SET TASK:
In the forum thread below on comparing two function bodies, what does the poster say "same" means?

## start PAGE EXCERPT

Way to compare two Function bodies.

Hi,

I need to compare two versions of the same clang::FunctionDecl function body(a function in C). I would need to compare them statement by statement and say if the two versions are the same. Is there a neat way to do this in the clang framework?

Thanks,
Pavan

Not sure about Clang, but did you think about GNU indent and diff? :slight_smile:

This question is too vague to answer: what do you mean by “the same”? Same source text, same tokens, same tokens other than variable naming, something else?

By “same”, I mean, their ASTs to be the same to start with. I am working on a tool, which is used to syntactic/semantic similarity between two versions of the code base. So far, I have been able to get the FunctionDecls of both versions of a function into memory. But I am not sure how to compare them.

By “same”, I mean, their ASTs to be the same to start with. I am working on a tool, which is used to syntactic/semantic similarity between two versions of the code base. So far, I have been able to get the FunctionDecls of both versions of a function into memory. But I am not sure how to compare them.

## end PAGE EXCERPT
## start SUPPLIED DATA

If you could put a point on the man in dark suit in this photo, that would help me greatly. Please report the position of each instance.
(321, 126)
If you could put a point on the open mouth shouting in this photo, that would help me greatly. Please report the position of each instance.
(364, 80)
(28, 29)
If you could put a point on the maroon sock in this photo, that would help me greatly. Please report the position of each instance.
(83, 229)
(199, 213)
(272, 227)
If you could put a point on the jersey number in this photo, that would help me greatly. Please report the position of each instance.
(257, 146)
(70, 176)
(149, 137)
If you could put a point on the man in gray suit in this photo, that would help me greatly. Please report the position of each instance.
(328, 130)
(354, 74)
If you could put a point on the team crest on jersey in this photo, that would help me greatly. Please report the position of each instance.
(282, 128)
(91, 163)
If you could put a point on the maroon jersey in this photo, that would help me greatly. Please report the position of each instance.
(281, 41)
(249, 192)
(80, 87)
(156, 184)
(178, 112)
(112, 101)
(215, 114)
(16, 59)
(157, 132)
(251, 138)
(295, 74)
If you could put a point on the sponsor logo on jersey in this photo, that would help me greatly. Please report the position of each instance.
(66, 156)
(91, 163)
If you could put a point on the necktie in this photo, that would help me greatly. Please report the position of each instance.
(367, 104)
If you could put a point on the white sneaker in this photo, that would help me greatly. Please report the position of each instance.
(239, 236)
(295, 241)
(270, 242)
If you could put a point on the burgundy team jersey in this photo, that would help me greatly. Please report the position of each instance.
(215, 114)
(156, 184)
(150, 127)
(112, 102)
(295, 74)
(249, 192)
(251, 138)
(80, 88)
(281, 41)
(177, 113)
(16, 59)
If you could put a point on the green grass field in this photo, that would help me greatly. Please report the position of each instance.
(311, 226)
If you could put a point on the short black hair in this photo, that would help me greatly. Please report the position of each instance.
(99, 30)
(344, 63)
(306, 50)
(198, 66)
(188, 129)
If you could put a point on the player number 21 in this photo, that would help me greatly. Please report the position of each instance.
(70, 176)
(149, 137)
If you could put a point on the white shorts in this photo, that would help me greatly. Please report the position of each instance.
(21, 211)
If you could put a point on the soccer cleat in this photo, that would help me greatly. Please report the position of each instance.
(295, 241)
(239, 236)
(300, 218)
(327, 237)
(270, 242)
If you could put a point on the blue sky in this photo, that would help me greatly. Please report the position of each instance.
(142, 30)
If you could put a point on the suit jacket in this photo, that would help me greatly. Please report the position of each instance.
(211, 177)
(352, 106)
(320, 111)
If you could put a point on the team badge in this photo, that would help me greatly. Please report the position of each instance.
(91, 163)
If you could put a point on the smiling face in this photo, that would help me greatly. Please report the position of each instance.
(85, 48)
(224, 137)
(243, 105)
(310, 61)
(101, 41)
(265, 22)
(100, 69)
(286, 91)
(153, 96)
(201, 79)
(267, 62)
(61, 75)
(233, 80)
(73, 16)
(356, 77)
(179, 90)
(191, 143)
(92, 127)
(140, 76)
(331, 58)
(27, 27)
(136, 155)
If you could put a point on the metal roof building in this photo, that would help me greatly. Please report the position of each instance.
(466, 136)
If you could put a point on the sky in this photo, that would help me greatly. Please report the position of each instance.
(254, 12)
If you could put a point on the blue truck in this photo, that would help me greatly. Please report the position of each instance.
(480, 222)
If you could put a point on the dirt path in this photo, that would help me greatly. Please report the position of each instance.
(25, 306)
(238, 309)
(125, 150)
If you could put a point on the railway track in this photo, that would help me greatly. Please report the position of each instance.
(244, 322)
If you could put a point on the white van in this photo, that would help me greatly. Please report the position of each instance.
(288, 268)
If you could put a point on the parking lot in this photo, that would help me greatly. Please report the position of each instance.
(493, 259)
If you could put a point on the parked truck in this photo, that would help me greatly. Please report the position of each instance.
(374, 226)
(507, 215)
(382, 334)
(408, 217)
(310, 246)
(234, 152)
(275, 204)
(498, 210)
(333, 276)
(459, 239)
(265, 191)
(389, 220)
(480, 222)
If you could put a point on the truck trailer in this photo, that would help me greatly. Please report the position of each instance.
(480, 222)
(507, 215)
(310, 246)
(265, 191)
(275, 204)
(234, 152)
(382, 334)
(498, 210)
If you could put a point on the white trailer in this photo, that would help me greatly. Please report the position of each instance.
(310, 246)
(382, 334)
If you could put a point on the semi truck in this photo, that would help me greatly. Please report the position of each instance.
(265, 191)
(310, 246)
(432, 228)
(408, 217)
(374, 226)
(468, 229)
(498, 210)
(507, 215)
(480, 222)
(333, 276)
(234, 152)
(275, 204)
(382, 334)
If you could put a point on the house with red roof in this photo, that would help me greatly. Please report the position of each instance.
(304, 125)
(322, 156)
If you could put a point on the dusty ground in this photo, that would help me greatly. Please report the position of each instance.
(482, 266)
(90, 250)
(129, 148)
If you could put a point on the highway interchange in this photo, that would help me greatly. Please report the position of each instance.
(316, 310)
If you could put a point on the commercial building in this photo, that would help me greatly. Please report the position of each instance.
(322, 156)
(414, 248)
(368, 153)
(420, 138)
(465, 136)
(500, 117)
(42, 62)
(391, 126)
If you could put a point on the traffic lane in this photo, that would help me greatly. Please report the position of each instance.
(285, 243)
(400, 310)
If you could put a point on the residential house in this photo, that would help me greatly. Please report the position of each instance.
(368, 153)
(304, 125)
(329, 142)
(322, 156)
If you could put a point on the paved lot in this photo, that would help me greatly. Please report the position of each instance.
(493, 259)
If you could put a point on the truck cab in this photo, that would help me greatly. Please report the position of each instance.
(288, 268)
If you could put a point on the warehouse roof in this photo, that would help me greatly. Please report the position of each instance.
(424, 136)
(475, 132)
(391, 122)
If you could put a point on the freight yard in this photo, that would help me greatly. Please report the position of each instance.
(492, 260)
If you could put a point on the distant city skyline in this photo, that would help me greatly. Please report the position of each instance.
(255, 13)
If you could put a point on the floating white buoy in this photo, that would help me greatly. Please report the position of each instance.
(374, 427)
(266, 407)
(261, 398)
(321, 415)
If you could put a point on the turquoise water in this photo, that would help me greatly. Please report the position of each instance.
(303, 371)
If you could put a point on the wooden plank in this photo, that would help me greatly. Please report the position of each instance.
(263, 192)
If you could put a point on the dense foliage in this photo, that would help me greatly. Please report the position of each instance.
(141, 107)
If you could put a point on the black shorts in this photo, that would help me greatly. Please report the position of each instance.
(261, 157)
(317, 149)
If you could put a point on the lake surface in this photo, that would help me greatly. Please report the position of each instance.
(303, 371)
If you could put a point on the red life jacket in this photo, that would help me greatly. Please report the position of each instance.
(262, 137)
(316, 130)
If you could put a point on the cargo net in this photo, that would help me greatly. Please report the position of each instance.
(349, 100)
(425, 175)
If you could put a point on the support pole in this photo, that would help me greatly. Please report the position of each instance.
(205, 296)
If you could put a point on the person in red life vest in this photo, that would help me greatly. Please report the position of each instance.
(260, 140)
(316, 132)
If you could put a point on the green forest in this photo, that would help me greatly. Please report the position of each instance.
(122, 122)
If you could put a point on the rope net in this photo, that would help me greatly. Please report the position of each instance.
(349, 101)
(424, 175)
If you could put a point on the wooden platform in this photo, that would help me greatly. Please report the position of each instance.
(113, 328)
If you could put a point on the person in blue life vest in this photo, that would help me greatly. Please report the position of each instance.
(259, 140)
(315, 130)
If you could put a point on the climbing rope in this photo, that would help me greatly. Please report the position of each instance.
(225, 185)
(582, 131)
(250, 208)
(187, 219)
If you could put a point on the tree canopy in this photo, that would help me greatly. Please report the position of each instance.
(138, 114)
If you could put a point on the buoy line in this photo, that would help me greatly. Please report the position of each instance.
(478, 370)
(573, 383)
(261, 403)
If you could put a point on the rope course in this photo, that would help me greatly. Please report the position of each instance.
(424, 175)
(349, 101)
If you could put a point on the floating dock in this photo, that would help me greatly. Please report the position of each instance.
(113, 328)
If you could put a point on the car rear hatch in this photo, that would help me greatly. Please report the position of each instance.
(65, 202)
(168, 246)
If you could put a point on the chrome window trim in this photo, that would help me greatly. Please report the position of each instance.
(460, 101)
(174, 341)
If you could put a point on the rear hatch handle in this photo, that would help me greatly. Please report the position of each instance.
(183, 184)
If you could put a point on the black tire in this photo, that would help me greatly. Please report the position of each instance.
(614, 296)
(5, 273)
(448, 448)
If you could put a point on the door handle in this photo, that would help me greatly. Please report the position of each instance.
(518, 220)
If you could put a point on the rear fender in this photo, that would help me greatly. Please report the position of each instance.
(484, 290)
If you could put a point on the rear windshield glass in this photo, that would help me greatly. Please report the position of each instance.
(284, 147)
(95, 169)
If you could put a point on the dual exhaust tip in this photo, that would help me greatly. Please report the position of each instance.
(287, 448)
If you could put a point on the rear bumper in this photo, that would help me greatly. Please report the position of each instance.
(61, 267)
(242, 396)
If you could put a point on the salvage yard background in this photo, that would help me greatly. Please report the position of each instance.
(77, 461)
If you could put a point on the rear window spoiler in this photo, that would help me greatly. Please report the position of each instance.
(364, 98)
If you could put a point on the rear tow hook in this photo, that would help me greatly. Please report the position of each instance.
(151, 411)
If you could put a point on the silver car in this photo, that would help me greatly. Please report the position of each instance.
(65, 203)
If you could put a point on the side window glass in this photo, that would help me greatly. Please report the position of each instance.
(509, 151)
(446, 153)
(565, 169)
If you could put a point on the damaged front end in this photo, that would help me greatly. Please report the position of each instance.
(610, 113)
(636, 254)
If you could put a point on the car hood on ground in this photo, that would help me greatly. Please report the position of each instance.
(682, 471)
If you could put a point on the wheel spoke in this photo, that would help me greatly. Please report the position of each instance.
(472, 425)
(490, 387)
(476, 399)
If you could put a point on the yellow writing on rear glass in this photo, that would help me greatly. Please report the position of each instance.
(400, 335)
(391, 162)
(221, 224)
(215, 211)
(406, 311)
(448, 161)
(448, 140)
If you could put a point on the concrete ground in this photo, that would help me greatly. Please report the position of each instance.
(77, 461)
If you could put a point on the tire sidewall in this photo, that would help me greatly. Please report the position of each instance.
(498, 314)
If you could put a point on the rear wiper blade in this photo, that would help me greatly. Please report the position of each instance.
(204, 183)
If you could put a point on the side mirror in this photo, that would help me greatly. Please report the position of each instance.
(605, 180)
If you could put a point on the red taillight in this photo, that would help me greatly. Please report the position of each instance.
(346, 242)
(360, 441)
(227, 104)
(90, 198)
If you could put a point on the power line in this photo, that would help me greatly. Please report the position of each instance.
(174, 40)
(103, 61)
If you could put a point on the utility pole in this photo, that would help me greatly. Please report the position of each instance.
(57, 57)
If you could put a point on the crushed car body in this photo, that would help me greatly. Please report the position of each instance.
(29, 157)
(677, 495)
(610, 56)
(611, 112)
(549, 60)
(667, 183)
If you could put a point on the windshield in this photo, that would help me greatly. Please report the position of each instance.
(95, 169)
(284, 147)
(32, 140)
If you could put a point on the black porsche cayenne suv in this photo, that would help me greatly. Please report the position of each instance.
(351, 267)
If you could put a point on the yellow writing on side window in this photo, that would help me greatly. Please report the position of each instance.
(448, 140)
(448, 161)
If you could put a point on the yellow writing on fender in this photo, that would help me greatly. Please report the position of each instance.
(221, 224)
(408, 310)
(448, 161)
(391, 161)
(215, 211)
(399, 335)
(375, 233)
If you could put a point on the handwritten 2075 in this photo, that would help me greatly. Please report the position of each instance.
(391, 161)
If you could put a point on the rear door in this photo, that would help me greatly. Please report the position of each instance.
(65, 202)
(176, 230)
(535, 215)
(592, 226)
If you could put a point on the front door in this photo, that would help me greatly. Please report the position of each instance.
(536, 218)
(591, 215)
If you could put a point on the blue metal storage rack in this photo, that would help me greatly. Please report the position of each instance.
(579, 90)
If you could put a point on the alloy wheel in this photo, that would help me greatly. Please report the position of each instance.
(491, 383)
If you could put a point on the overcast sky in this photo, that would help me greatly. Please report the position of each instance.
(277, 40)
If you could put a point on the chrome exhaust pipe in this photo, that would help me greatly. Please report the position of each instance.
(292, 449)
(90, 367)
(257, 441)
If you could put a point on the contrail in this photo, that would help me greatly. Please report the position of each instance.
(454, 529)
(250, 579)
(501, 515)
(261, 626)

## end SUPPLIED DATA

EXERCISE SOLUTION:
The poster means that the two versions' ASTs are the same, to start with.